● **RECORDED DATA**:
※ ※ ※
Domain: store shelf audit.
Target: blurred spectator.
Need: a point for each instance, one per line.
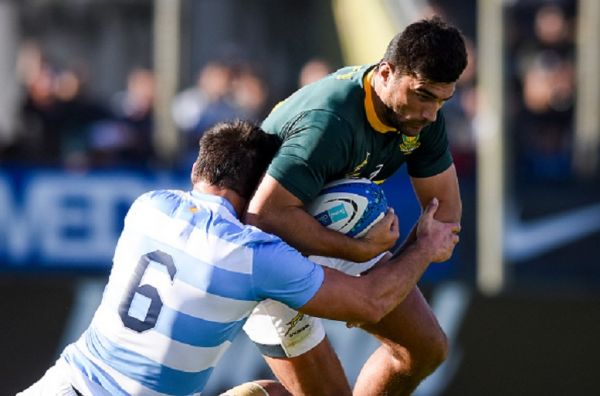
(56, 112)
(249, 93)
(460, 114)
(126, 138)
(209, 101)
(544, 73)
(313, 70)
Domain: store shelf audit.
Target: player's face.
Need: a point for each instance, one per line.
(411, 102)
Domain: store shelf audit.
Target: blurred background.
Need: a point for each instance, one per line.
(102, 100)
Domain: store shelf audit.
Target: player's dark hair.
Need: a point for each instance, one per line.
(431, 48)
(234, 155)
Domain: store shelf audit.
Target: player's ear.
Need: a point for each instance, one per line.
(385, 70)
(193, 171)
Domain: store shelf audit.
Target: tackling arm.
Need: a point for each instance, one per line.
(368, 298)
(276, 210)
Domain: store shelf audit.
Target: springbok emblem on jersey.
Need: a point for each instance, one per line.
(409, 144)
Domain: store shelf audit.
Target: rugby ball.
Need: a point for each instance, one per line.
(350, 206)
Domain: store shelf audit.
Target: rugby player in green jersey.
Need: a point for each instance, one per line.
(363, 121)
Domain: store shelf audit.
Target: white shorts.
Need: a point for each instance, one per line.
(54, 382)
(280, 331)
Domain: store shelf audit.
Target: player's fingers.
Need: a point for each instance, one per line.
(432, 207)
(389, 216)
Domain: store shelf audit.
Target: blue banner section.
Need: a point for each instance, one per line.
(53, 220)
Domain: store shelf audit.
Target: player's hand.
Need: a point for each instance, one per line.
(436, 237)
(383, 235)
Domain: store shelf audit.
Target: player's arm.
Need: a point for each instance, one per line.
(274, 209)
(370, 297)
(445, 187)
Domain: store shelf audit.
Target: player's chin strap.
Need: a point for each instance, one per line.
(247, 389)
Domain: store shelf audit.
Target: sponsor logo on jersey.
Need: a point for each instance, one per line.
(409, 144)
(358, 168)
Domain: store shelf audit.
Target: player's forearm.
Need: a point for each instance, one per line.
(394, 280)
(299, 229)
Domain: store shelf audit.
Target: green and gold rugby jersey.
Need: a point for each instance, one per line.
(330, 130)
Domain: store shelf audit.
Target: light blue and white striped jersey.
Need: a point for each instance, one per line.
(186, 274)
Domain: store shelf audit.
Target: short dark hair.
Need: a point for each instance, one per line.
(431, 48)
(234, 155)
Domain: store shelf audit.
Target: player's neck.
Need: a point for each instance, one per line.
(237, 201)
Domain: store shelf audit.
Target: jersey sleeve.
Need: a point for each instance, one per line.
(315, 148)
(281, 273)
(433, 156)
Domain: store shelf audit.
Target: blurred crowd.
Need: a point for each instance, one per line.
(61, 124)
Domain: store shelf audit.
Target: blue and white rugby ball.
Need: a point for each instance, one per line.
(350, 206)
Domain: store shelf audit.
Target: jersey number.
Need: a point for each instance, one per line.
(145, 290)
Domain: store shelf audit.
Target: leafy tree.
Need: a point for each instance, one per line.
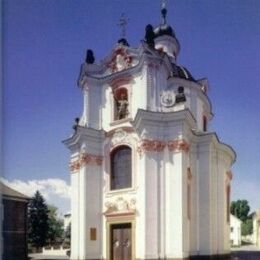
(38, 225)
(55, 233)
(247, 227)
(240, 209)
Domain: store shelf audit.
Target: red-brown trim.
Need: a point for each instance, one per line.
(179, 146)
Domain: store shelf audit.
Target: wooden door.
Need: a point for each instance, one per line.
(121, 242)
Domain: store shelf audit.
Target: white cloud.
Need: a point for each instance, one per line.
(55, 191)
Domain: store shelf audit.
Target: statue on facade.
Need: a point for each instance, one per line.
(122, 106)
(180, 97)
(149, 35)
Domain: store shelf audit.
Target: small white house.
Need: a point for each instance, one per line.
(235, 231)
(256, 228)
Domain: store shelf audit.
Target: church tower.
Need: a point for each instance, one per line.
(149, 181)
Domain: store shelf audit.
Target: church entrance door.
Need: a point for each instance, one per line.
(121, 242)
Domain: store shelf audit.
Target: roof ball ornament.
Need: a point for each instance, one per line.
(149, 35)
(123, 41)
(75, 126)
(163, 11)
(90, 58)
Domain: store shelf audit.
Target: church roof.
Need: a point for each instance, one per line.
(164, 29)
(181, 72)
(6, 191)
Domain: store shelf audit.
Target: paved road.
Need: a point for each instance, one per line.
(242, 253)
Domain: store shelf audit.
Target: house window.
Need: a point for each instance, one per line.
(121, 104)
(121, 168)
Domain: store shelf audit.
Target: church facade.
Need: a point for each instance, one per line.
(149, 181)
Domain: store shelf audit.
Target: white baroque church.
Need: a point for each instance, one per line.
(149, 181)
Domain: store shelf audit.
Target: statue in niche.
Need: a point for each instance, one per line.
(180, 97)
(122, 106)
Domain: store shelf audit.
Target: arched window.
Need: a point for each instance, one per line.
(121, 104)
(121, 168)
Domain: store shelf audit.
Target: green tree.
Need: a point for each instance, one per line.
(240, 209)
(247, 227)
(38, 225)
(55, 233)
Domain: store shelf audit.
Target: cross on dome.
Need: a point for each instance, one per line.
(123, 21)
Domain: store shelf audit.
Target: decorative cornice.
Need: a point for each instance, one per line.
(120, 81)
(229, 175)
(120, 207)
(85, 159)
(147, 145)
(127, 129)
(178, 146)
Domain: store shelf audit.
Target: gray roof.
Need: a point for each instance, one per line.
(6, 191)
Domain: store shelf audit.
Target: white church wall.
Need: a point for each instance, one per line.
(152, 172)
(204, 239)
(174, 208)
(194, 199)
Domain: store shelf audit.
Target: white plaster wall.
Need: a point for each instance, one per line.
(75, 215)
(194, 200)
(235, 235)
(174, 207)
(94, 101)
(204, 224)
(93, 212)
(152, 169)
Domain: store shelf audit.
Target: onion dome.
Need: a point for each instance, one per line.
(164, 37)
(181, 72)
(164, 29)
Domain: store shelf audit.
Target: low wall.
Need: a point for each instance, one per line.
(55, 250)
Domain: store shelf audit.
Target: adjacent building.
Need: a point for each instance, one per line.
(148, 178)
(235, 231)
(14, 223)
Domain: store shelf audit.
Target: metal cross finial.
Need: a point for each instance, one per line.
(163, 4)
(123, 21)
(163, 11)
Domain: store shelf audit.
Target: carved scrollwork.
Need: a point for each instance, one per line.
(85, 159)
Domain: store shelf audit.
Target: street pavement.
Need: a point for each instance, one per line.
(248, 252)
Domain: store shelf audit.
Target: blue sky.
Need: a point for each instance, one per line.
※ ※ ※
● **TASK OBJECTIVE**:
In the copy, leave out the pictures and restate the records exactly.

● **FINAL ANSWER**:
Domain: store shelf audit.
Target: blurred spectator.
Need: a point for each instance, one per line.
(56, 112)
(249, 93)
(460, 114)
(126, 138)
(209, 101)
(544, 73)
(313, 70)
Domain: store shelf audit.
Target: player's face.
Need: a point for each instance, one per line.
(411, 102)
Domain: store shelf audit.
Target: blurred background.
Need: a point for each instance, one per line.
(102, 100)
Domain: store shelf audit.
Target: player's dark hair.
Need: a point for each instance, one per line.
(431, 48)
(234, 155)
Domain: store shelf audit.
Target: player's ear.
Need: a point for each instance, one per line.
(385, 70)
(193, 171)
Domain: store shelf audit.
Target: tackling arm.
Need: a point for each instance, one per line.
(368, 298)
(276, 210)
Domain: store shelf audit.
Target: springbok emblem on jersey.
Need: a point for each instance, one per line.
(409, 144)
Domain: store shelf audit.
Target: rugby ball.
Need: a point for each instance, one per line.
(350, 206)
Domain: store shelf audit.
Target: rugby player in green jersey.
Need: a point for each instance, one per line.
(363, 121)
Domain: store shelf audit.
Target: white shorts.
Need: a point for each instance, one per line.
(54, 382)
(280, 331)
Domain: store shelf audit.
Target: player's fingers.
Need: a point for each instance, one per line.
(432, 207)
(389, 216)
Domain: store shelf audit.
Target: blue banner section.
Need: a point for each instance, one per line.
(53, 220)
Domain: store shelf audit.
Target: player's hand.
Need: a point for each instance, one per line.
(436, 237)
(383, 235)
Domain: store shelf audit.
Target: player's arm.
Need: a point for each instance, one per line.
(274, 209)
(370, 297)
(445, 187)
Domain: store shelf audit.
Target: player's chin strap.
Need: a point for each instance, one per line.
(247, 389)
Domain: store shelf audit.
Target: sponsor logo on jersey.
Need: a point for each instance, one per line.
(409, 144)
(358, 168)
Domain: store shelf audit.
Target: player's forearm.
Need: a point for each instance, one per line.
(394, 280)
(299, 229)
Domain: store shelf audit.
Target: green and gold rugby jersey.
Need: a point for each instance, one per line.
(330, 130)
Domain: store shelf audit.
Target: light blue and white striped jersey.
Need: a point for each instance, one per line.
(186, 274)
Domain: store shelf audit.
Target: short dark hair.
Need: a point for each instance, one per line.
(431, 48)
(234, 155)
Domain: store shelf audit.
Target: player's neck.
Need: a point for each instance, one per line.
(237, 201)
Domain: store shelf audit.
Target: jersey sleeve.
Need: a point for each instance, one per line.
(315, 148)
(281, 273)
(433, 156)
Domain: store shelf audit.
Target: blurred crowd.
Need: a point for each instance, one per line.
(61, 124)
Domain: store shelf audit.
Target: blue and white rugby ball.
Need: a point for each instance, one per line.
(350, 206)
Domain: store shelf audit.
Target: jersey number.
Need: a point for each instance, one per line.
(145, 290)
Domain: store shelf audit.
Target: leafy tree.
Need: a point for each instance, one per line.
(38, 225)
(55, 233)
(247, 227)
(240, 209)
Domain: store shelf audit.
Target: red-brown trim.
Need: a point for each instance, one per line.
(179, 146)
Domain: store shelf audit.
Target: wooden door.
Need: a point for each instance, one per line.
(121, 242)
Domain: store shelf audit.
Target: white cloud.
Need: a point for each instance, one per line.
(55, 191)
Domain: store shelf audit.
Target: statue on facade.
Need: a point for each instance, one per line.
(122, 106)
(180, 97)
(149, 35)
Domain: store shelf audit.
Target: small white house.
Need: a point for each instance, one per line.
(235, 231)
(256, 228)
Domain: store shelf audit.
Target: church tower.
Need: a point for each instance, one per line.
(149, 181)
Domain: store shelf audit.
Target: church entrance door.
Need: a point for each instance, one per line.
(121, 242)
Domain: store shelf audit.
Target: roof ball ornament.
Need: a point for each instance, one per line.
(149, 35)
(123, 41)
(75, 126)
(163, 11)
(90, 58)
Domain: store shelf audit.
Target: church roof.
Need: a point for each instance, one per line.
(164, 29)
(181, 72)
(6, 191)
Domain: store shelf audit.
Target: paved road.
Need: a point for each instance, one per line.
(242, 253)
Domain: store shelf audit.
Target: house window.
Need: a point for each instance, one per line.
(121, 104)
(121, 168)
Domain: store shelf audit.
Target: church facade.
Need: a point for each instance, one per line.
(149, 181)
Domain: store shelf audit.
Target: white baroque church.
Need: a point for each instance, one per line.
(149, 181)
Domain: store shelf audit.
Target: statue in niche.
Need: a point for each instance, one per line.
(180, 97)
(122, 106)
Domain: store shelf audit.
Target: arched window.
Need: a point for each instance, one per line.
(121, 104)
(121, 168)
Domain: store shelf audit.
Target: green tree.
Need: a point for each instance, one per line.
(240, 209)
(247, 227)
(38, 225)
(55, 233)
Domain: store shelf audit.
Target: cross on dome.
Need: a point for each instance, one per line.
(123, 21)
Domain: store shelf audit.
Target: decorative cornice.
Need: a point for each instance, one per line.
(120, 81)
(229, 175)
(120, 207)
(85, 159)
(147, 145)
(127, 129)
(178, 146)
Domain: store shelf audit.
Target: gray roof.
Need: a point for each instance, one per line.
(6, 191)
Domain: store shelf audit.
Target: white church wall.
Need: a point for each instance, one per line.
(152, 172)
(204, 239)
(174, 208)
(194, 199)
Domain: store shelf audit.
Target: white plaster wall.
Need: a point for each instance, one per line.
(75, 215)
(194, 200)
(235, 235)
(174, 207)
(94, 101)
(204, 224)
(93, 212)
(152, 169)
Domain: store shelf audit.
Target: onion dome.
Need: a point for each instance, one per line.
(164, 37)
(181, 72)
(164, 29)
Domain: store shelf audit.
Target: low wall.
Need: a point for each instance, one per line.
(55, 250)
Domain: store shelf audit.
Target: adjacent building.
Need: a point for each instance, one per line.
(148, 178)
(235, 231)
(14, 223)
Domain: store shelf audit.
Target: metal cross finial.
Need: a point for each instance, one per line.
(163, 4)
(123, 21)
(163, 11)
Domain: store shelf audit.
Target: carved scrollwork.
Need: a point for each instance, one per line.
(85, 159)
Domain: store shelf audit.
Target: street pavement.
Need: a point for each instance, one per line.
(248, 252)
Domain: store shelf audit.
Target: blue sky.
Need: a point for each instance, one per line.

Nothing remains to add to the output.